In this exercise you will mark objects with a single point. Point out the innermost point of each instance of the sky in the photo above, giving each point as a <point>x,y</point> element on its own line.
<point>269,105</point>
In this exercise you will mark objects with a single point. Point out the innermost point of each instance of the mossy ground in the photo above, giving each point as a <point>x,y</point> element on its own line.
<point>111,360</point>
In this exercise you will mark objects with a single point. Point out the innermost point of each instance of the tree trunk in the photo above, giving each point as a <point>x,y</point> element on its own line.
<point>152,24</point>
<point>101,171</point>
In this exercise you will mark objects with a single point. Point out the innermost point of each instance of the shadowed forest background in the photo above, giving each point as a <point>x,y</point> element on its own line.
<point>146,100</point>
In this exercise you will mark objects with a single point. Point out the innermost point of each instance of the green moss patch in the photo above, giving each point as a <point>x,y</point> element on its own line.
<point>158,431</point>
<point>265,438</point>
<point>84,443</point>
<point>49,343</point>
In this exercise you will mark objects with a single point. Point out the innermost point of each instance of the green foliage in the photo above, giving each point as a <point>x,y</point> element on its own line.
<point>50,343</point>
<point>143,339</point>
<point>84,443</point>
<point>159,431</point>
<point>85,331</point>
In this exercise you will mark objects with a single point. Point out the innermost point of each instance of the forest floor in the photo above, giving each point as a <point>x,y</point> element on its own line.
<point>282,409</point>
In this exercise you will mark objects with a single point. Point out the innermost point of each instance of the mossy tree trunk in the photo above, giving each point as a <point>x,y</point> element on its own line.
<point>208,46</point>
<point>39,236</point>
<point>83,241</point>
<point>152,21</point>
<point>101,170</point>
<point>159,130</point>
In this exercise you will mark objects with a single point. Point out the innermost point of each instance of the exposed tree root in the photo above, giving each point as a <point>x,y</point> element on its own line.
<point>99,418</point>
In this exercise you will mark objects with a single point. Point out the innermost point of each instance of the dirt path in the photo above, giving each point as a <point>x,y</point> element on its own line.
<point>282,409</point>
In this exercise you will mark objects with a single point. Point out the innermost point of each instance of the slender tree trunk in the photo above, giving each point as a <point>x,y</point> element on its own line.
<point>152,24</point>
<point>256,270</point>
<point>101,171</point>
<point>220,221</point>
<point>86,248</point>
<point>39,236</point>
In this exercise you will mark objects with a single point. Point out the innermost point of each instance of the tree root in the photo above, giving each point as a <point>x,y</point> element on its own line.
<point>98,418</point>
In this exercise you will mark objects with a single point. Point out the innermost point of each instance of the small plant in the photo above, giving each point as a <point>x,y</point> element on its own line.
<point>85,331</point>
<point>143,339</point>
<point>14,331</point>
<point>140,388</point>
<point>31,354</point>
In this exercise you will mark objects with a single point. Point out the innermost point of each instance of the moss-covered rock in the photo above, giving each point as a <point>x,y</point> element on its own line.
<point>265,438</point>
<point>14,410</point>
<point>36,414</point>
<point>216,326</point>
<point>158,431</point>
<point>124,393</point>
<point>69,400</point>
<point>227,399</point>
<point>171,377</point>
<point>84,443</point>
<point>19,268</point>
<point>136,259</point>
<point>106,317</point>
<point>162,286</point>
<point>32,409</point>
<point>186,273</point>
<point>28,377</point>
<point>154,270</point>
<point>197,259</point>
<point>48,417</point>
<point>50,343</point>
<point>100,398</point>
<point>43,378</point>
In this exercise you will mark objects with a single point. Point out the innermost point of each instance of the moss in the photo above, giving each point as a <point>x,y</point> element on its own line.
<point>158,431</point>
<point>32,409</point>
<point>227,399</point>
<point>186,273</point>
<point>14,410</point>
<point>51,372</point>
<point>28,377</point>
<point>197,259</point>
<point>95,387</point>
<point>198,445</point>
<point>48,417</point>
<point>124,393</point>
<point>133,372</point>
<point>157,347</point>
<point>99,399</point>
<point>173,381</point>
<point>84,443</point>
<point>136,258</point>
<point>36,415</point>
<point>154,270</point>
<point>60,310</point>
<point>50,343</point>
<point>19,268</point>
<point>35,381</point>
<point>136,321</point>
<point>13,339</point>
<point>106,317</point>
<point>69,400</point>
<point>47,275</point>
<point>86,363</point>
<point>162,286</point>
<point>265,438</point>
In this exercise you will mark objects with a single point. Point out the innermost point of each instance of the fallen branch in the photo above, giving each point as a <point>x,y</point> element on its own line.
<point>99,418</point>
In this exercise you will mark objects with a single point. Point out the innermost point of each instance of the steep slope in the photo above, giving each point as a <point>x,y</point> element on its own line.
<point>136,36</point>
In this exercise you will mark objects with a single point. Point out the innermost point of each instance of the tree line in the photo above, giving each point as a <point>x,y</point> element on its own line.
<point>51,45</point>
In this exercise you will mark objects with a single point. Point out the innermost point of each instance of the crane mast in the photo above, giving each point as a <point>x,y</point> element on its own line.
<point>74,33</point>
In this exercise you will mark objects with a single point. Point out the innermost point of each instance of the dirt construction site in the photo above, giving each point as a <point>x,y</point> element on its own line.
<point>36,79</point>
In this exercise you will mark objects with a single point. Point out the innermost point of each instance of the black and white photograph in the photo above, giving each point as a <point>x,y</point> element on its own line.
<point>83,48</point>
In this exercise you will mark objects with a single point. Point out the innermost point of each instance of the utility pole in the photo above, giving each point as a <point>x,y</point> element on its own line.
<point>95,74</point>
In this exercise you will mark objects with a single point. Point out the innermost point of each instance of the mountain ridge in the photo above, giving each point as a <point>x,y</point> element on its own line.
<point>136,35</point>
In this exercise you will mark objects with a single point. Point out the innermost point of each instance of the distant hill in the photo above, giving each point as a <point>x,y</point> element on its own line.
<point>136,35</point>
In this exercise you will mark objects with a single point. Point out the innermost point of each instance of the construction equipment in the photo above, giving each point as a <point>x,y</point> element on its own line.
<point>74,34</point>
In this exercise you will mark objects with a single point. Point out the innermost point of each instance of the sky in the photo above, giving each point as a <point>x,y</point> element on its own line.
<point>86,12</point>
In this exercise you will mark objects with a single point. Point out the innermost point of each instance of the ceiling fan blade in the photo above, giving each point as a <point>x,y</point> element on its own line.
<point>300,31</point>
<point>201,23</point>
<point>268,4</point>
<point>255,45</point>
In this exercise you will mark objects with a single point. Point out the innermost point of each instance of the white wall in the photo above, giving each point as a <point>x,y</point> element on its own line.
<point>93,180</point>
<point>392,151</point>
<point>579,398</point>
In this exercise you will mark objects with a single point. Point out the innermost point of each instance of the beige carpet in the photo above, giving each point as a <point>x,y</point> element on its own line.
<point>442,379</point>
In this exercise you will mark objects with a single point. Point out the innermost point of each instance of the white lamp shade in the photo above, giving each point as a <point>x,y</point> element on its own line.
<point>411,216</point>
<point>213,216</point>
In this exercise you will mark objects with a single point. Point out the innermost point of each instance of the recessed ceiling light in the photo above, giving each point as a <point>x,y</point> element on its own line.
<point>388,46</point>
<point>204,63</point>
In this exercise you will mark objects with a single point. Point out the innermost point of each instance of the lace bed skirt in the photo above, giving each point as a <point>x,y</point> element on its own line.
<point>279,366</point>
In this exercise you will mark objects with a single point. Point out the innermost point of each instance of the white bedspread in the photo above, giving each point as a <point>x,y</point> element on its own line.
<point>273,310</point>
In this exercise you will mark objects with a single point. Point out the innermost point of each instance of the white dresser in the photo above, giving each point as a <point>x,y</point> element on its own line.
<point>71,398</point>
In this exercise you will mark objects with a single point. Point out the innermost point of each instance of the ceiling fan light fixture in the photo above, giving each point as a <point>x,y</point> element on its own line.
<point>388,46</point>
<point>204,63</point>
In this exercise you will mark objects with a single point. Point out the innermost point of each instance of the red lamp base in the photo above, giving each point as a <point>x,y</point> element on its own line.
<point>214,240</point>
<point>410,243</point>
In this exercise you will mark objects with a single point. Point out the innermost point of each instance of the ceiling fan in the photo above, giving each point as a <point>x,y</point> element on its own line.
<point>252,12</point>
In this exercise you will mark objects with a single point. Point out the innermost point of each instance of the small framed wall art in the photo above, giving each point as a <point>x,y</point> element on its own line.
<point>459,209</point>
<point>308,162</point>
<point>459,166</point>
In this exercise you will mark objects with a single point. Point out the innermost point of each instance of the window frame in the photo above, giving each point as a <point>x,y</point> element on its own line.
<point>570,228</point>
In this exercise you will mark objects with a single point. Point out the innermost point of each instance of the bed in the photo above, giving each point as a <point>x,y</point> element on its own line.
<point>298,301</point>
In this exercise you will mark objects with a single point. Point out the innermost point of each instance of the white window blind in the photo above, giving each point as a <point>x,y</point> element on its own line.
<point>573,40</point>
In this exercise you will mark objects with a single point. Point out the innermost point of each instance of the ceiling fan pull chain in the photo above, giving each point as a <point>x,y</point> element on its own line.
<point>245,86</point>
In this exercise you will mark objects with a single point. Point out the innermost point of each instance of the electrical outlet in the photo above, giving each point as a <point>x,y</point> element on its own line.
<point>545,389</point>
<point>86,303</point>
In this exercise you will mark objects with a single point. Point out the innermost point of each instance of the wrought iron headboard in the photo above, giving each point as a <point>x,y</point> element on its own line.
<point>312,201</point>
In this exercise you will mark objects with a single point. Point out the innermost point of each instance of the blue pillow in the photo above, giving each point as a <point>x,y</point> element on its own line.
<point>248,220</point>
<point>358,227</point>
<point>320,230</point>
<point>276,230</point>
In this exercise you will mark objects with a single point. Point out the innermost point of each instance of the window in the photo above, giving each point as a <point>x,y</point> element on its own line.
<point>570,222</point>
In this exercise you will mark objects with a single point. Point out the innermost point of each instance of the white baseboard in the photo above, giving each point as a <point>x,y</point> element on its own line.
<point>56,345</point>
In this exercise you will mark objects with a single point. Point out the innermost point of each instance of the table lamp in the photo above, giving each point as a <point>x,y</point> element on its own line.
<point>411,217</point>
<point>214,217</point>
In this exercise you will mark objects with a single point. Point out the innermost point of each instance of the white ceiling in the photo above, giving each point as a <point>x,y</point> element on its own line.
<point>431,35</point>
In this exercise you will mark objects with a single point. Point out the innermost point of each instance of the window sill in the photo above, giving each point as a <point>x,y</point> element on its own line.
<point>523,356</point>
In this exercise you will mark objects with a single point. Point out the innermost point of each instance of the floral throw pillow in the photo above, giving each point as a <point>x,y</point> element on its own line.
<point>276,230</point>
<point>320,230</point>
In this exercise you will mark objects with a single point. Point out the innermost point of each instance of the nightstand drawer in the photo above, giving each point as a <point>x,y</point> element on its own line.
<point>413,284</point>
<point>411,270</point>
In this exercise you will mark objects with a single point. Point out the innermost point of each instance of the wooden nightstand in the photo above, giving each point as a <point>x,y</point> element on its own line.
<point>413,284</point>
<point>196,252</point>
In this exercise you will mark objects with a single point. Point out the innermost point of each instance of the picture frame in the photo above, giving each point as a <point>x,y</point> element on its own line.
________________________
Rewrite the items from the start up to and including the line with "<point>269,105</point>", replacing "sky" with "clouds" and leaving everything else as it is.

Expected output:
In this exercise you will mark objects with a single point. Point out the innermost point of each instance of the clouds in the photo above, giving each point as a <point>x,y</point> element on its own line.
<point>269,105</point>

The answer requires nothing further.